**** QUOTED TEXT
Chapter 16.2
Subsystem Roadmaps 2026 → 2030 (Consolidated)
Every subsystem in the AI data center is climbing the same exponential at once — power, cooling, silicon, fabric, and storage are all replatforming on overlapping three-year clocks — so the only roadmap that matters is the one that asks which irreversible substrate you must over-build today to absorb a density ramp you have not yet committed to.
What you'll decide here
- Whether to plumb and wire the facility substrate (floor loading, water headroom, electrical risers, pipe-rack space, voltage class) for the 2027–2028 density step — ~600 kW Kyber-class racks on 800 VDC — or accept that you have built a current-generation, ~130 kW liquid hall that cannot absorb the ramp without a tear-out.
- Which power architecture you commit the building to now: stay on 415/480 VAC with rack-level rectification, or take the ±400/800 VDC disaggregated-sidecar path that the >150 kW rack physically requires — the single least-reversible electrical decision in the project.
********
**** PROVIDED INFORMATION
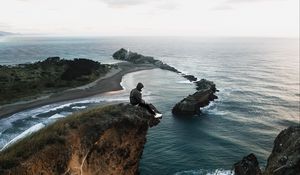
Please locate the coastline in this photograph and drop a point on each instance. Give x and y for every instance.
(110, 82)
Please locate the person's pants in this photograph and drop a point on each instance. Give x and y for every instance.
(148, 107)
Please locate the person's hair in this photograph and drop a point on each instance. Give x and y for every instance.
(139, 86)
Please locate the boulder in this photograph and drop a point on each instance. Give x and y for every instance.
(191, 104)
(285, 156)
(103, 140)
(247, 166)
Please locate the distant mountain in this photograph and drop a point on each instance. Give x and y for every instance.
(5, 33)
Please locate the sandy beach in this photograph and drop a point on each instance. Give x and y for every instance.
(110, 82)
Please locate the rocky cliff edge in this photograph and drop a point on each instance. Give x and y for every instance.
(105, 140)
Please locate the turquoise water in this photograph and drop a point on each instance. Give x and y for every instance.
(258, 79)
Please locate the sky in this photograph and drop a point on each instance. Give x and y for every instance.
(211, 18)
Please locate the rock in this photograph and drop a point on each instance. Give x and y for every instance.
(285, 156)
(284, 159)
(205, 84)
(106, 140)
(190, 77)
(136, 58)
(190, 105)
(247, 166)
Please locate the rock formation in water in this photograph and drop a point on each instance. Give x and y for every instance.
(107, 140)
(136, 58)
(191, 104)
(284, 159)
(247, 166)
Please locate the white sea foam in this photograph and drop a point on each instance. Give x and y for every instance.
(26, 133)
(55, 116)
(184, 82)
(205, 172)
(78, 107)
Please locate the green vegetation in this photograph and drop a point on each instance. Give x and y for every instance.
(89, 123)
(28, 81)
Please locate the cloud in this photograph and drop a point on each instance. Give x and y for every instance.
(124, 3)
(4, 27)
(247, 1)
(223, 7)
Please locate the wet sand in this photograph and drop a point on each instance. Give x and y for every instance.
(110, 82)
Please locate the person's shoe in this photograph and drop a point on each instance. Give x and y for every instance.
(157, 115)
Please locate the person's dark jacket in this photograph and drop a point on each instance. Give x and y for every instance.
(136, 95)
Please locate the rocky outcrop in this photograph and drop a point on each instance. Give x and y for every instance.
(285, 156)
(136, 58)
(247, 166)
(284, 159)
(191, 104)
(107, 140)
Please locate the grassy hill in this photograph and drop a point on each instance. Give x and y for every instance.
(27, 81)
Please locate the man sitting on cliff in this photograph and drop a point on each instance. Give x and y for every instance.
(136, 99)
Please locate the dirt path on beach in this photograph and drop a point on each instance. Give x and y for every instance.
(110, 82)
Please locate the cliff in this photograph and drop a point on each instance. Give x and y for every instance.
(29, 81)
(106, 140)
(189, 106)
(284, 159)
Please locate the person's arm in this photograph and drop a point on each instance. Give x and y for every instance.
(138, 97)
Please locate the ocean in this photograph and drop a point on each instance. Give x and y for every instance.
(257, 79)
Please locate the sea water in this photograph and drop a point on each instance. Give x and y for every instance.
(257, 78)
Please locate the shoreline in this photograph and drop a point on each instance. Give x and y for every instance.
(110, 82)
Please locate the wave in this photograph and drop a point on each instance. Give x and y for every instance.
(78, 107)
(56, 116)
(205, 172)
(26, 133)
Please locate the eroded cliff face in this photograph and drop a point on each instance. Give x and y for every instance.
(284, 159)
(106, 140)
(285, 156)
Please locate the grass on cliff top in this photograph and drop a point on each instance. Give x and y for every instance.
(56, 134)
(28, 81)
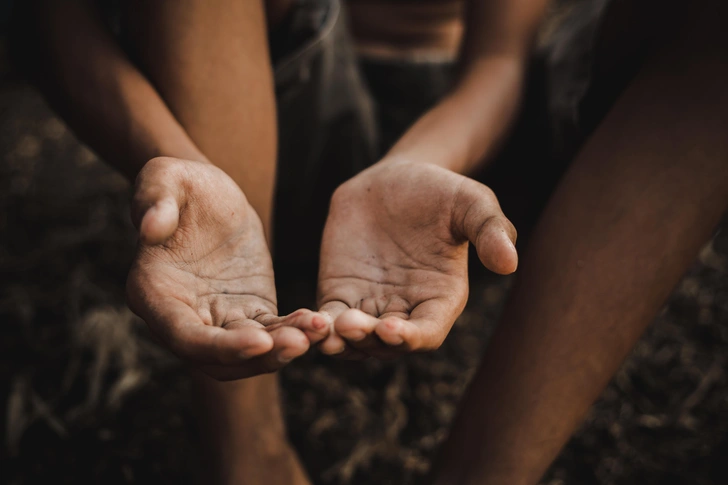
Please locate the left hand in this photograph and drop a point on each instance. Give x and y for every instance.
(394, 256)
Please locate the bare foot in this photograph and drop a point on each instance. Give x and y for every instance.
(243, 433)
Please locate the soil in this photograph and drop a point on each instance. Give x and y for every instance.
(88, 397)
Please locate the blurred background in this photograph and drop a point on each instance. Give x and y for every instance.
(87, 397)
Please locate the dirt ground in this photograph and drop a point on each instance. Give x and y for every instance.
(87, 397)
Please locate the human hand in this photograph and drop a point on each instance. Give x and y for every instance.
(203, 277)
(393, 275)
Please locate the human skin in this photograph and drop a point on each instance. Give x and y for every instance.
(202, 277)
(399, 285)
(628, 218)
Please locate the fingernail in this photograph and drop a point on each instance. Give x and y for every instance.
(319, 323)
(396, 341)
(356, 335)
(283, 359)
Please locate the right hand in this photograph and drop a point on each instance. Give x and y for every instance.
(202, 278)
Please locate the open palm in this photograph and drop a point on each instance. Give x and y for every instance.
(393, 275)
(203, 277)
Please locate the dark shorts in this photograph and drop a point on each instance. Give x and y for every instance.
(337, 114)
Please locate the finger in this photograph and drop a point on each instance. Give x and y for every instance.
(333, 344)
(357, 329)
(425, 330)
(479, 218)
(159, 222)
(157, 201)
(289, 343)
(184, 333)
(315, 325)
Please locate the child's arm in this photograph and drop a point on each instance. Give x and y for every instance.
(460, 131)
(190, 214)
(66, 51)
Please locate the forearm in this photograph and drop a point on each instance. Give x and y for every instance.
(462, 131)
(624, 224)
(86, 77)
(210, 62)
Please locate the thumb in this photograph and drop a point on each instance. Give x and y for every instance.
(155, 206)
(483, 223)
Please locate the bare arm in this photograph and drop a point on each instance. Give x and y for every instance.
(464, 127)
(203, 277)
(72, 58)
(200, 97)
(624, 224)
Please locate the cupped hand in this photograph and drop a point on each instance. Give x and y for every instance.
(203, 277)
(394, 257)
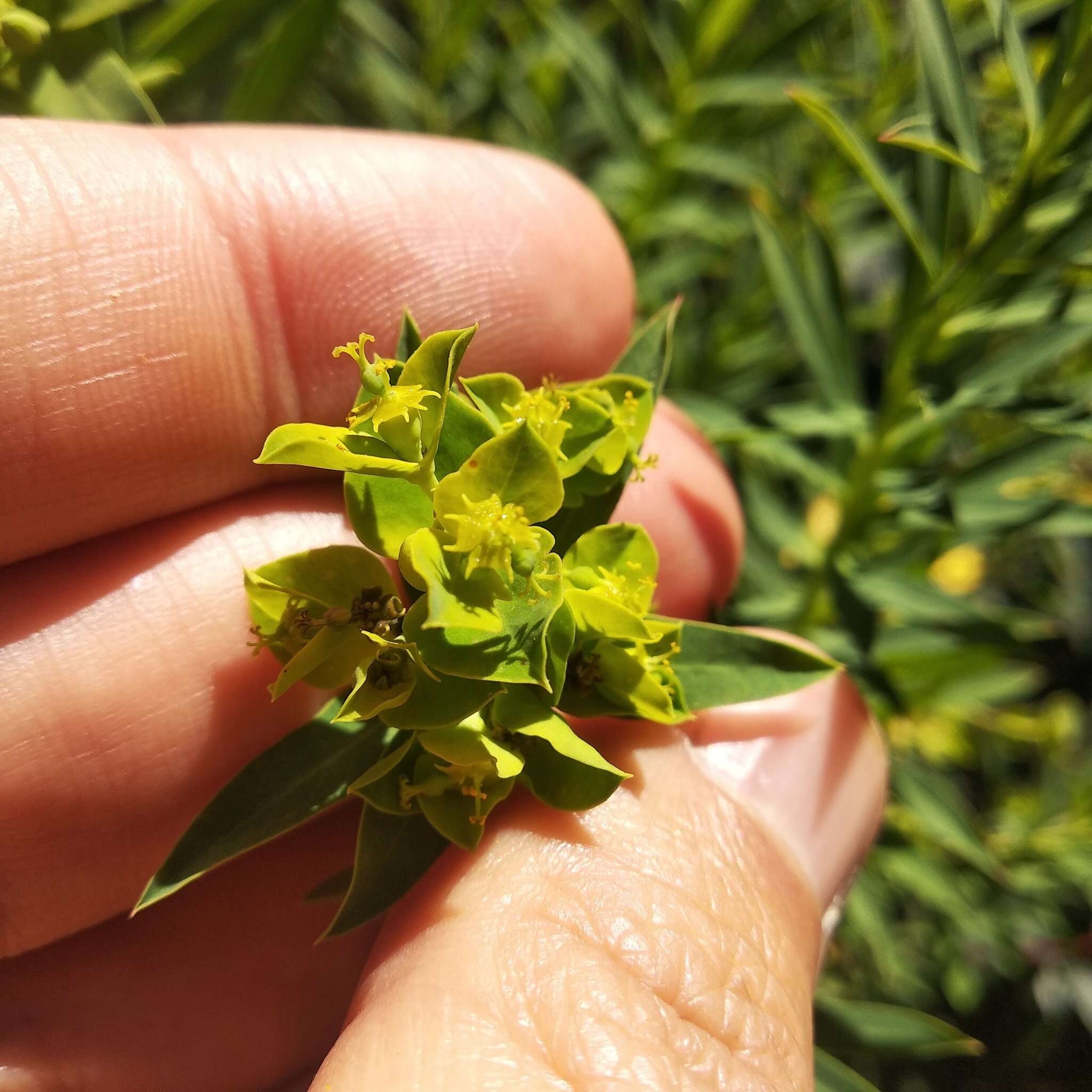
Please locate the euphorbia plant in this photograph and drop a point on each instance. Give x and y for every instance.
(517, 604)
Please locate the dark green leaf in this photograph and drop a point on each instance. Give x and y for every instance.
(282, 60)
(719, 665)
(649, 352)
(834, 1076)
(873, 172)
(77, 14)
(392, 853)
(943, 814)
(896, 1032)
(294, 780)
(833, 372)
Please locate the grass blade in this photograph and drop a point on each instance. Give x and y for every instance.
(89, 12)
(834, 374)
(921, 139)
(719, 22)
(870, 168)
(1016, 55)
(944, 69)
(288, 49)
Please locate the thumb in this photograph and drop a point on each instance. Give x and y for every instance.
(667, 940)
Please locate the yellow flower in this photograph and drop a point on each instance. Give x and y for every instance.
(960, 571)
(542, 408)
(824, 519)
(395, 402)
(488, 532)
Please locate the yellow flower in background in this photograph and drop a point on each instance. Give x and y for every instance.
(960, 571)
(824, 519)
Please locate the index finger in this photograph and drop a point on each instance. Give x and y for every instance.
(171, 296)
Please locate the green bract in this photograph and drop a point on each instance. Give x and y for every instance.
(516, 601)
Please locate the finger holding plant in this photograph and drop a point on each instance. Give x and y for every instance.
(518, 603)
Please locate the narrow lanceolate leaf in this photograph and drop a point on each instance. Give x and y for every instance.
(999, 378)
(298, 778)
(720, 665)
(649, 352)
(560, 769)
(873, 172)
(921, 139)
(392, 853)
(833, 373)
(893, 1031)
(82, 13)
(834, 1076)
(291, 45)
(105, 90)
(720, 21)
(330, 448)
(943, 814)
(1007, 33)
(944, 69)
(189, 30)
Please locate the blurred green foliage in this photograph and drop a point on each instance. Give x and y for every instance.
(888, 282)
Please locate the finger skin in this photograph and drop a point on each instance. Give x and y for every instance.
(221, 989)
(662, 941)
(131, 697)
(170, 296)
(689, 507)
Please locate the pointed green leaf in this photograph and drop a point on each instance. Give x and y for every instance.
(833, 373)
(648, 355)
(458, 817)
(469, 745)
(452, 599)
(299, 777)
(410, 336)
(386, 511)
(517, 467)
(277, 69)
(383, 792)
(331, 657)
(892, 1031)
(392, 853)
(719, 665)
(560, 769)
(944, 68)
(943, 814)
(920, 138)
(78, 14)
(464, 430)
(103, 90)
(559, 637)
(333, 887)
(383, 766)
(873, 172)
(436, 702)
(834, 1076)
(326, 577)
(433, 366)
(327, 447)
(492, 394)
(516, 654)
(1007, 33)
(190, 30)
(596, 614)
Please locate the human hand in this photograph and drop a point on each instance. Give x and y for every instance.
(170, 296)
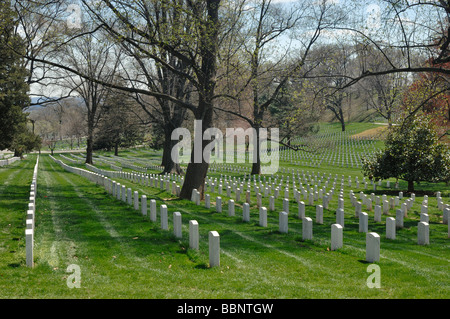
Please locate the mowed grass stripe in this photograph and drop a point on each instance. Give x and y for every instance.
(355, 245)
(248, 270)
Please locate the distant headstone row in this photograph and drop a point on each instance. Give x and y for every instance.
(30, 221)
(9, 161)
(121, 192)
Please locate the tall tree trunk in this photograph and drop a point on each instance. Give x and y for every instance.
(410, 186)
(196, 172)
(256, 162)
(90, 142)
(342, 119)
(169, 165)
(209, 30)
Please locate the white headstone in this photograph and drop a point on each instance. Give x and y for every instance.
(399, 218)
(177, 223)
(153, 210)
(377, 213)
(193, 235)
(263, 217)
(307, 231)
(363, 222)
(271, 203)
(164, 218)
(283, 222)
(319, 214)
(246, 212)
(218, 204)
(144, 205)
(372, 247)
(424, 217)
(136, 200)
(207, 201)
(423, 233)
(390, 228)
(336, 236)
(340, 216)
(129, 197)
(230, 207)
(301, 210)
(29, 242)
(214, 249)
(445, 216)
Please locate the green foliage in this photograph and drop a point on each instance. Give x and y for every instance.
(25, 141)
(412, 153)
(117, 128)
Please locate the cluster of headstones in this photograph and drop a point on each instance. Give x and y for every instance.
(30, 221)
(372, 239)
(127, 195)
(8, 161)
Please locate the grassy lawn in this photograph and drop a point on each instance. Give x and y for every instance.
(122, 254)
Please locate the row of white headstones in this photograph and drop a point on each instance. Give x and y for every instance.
(30, 219)
(372, 239)
(121, 192)
(9, 161)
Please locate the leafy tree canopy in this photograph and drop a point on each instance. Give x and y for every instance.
(412, 153)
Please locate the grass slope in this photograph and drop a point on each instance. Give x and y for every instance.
(121, 254)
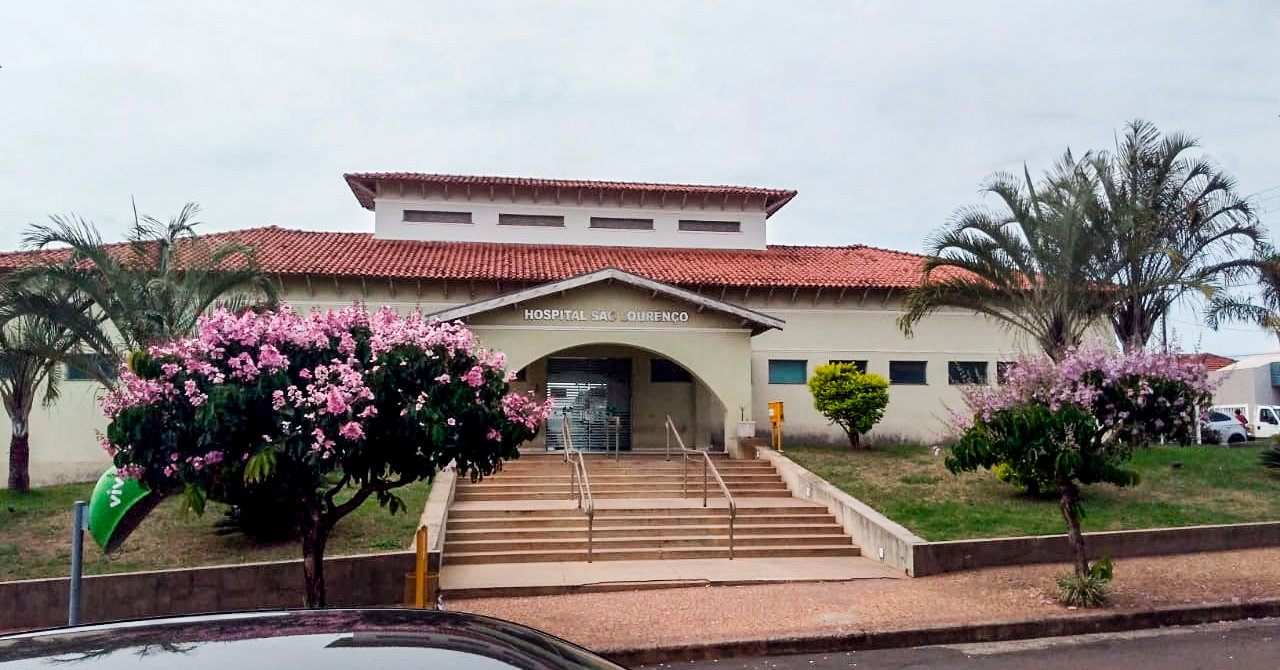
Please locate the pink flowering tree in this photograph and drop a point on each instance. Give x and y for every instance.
(328, 409)
(1077, 422)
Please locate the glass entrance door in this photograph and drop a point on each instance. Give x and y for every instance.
(588, 393)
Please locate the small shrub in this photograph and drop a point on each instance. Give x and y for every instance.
(1024, 479)
(850, 399)
(1089, 591)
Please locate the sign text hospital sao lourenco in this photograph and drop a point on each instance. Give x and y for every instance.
(607, 315)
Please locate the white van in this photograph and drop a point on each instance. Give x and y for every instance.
(1264, 419)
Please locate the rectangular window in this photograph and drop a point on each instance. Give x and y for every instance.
(908, 372)
(81, 367)
(859, 364)
(621, 224)
(694, 226)
(787, 372)
(543, 220)
(416, 215)
(967, 372)
(666, 370)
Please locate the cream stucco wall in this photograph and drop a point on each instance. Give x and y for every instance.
(391, 224)
(63, 438)
(728, 364)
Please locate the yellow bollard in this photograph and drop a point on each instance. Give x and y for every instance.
(421, 580)
(776, 424)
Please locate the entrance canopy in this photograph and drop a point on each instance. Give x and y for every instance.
(752, 319)
(613, 345)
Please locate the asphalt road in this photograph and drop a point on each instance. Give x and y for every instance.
(1238, 645)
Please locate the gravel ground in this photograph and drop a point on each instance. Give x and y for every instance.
(708, 614)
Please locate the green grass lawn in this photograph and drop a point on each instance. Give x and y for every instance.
(910, 486)
(35, 534)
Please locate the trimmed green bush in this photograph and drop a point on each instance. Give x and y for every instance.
(850, 399)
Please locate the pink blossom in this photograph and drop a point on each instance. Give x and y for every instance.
(352, 431)
(474, 377)
(336, 402)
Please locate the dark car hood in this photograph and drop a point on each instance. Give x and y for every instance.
(343, 639)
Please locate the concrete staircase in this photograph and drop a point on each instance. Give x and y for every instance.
(525, 514)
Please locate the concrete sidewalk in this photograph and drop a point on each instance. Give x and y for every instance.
(551, 578)
(673, 623)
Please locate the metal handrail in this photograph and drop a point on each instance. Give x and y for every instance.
(616, 424)
(708, 466)
(580, 484)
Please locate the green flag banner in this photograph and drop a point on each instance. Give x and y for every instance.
(117, 507)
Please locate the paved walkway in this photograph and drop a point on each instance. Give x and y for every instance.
(543, 578)
(690, 615)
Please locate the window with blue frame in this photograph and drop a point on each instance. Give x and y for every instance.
(908, 372)
(82, 368)
(787, 372)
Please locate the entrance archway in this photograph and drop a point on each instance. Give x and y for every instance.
(592, 384)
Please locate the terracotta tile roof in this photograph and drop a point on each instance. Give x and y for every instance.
(364, 186)
(1211, 360)
(295, 253)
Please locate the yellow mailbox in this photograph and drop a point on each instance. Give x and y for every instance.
(776, 424)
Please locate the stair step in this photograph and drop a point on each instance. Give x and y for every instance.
(597, 478)
(579, 531)
(603, 520)
(649, 554)
(606, 495)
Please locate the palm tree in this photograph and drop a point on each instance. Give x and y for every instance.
(31, 351)
(1031, 263)
(1265, 311)
(1176, 227)
(151, 288)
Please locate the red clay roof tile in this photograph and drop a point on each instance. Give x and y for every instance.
(1212, 361)
(295, 253)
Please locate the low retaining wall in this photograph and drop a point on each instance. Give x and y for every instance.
(350, 582)
(435, 515)
(912, 554)
(876, 534)
(933, 557)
********
• **PROBLEMS**:
A. Reproduce the passage of the subsystem roadmaps chapter that opens with the words containing "What you'll decide" and closes with "in the project.".
B. In the subsystem roadmaps chapter, what per-rack power is given for a current-generation liquid hall?
The rows aren't needed for this work.

• **TASK-BY-TASK RESULTS**:
A.
What you'll decide here
- Whether to plumb and wire the facility substrate (floor loading, water headroom, electrical risers, pipe-rack space, voltage class) for the 2027–2028 density step — ~600 kW Kyber-class racks on 800 VDC — or accept that you have built a current-generation, ~130 kW liquid hall that cannot absorb the ramp without a tear-out.
- Which power architecture you commit the building to now: stay on 415/480 VAC with rack-level rectification, or take the ±400/800 VDC disaggregated-sidecar path that the >150 kW rack physically requires — the single least-reversible electrical decision in the project.

B. About 130 kW.